STORED ROWS =
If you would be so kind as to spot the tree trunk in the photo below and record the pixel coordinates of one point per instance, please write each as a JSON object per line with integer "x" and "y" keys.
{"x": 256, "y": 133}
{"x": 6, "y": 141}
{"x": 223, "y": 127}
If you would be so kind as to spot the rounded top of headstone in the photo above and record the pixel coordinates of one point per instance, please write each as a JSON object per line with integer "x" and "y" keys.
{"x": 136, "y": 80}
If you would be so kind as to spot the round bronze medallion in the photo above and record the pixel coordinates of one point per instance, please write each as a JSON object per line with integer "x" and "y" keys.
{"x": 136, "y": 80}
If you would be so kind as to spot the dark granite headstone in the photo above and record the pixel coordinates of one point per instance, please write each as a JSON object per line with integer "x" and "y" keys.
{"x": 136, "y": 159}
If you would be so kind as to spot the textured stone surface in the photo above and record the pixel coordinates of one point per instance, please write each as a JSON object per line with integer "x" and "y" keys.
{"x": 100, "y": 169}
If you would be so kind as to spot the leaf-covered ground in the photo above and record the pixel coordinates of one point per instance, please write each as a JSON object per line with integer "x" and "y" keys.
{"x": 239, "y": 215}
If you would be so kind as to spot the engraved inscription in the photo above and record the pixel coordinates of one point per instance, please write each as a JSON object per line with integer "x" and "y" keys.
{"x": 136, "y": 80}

---

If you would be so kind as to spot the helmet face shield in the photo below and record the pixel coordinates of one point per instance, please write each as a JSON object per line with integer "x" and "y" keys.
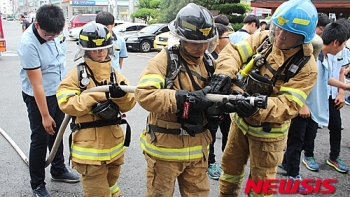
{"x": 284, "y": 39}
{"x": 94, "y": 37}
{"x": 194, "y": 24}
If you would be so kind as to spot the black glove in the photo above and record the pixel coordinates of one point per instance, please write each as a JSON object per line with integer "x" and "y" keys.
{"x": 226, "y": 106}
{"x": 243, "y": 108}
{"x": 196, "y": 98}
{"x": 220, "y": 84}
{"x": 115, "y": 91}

* * *

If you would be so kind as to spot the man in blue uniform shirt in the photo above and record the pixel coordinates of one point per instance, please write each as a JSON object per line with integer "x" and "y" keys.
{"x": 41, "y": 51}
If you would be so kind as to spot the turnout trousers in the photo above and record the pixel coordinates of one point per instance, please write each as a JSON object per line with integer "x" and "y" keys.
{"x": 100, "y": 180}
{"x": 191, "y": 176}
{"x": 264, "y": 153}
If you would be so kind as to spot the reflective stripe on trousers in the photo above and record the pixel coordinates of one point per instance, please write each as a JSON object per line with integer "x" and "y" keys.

THE EXERCISE = Give the records running from the line that contains "If you would be so kind as to spot the man" down to the line that contains "If you would be so kind as to spot the reflective", both included, as a JSON list of strings with one string per line and blank lines left out.

IN RESPONSE =
[
  "If you would be so kind as to spot the man in blue uniform shirt in the photo above and record the pixel coordinates of one point per instance, please write each as a JSON object per line with integer \"x\" and \"y\" keys.",
  "{\"x\": 41, \"y\": 51}",
  "If you would be so kind as to spot the turnout trousers in the photo above and record the pixel coordinates of one point per instance, please write each as a JSON object per line with integer \"x\" and \"y\" keys.",
  "{\"x\": 100, \"y\": 180}",
  "{\"x\": 191, \"y\": 176}",
  "{\"x\": 264, \"y\": 153}",
  "If you would be so kind as to spot the reflective stripe on trousers in the photo above and record the pixel coordinates of one point per instance, please write each as a JSON object per line with integer \"x\" and \"y\" keys."
]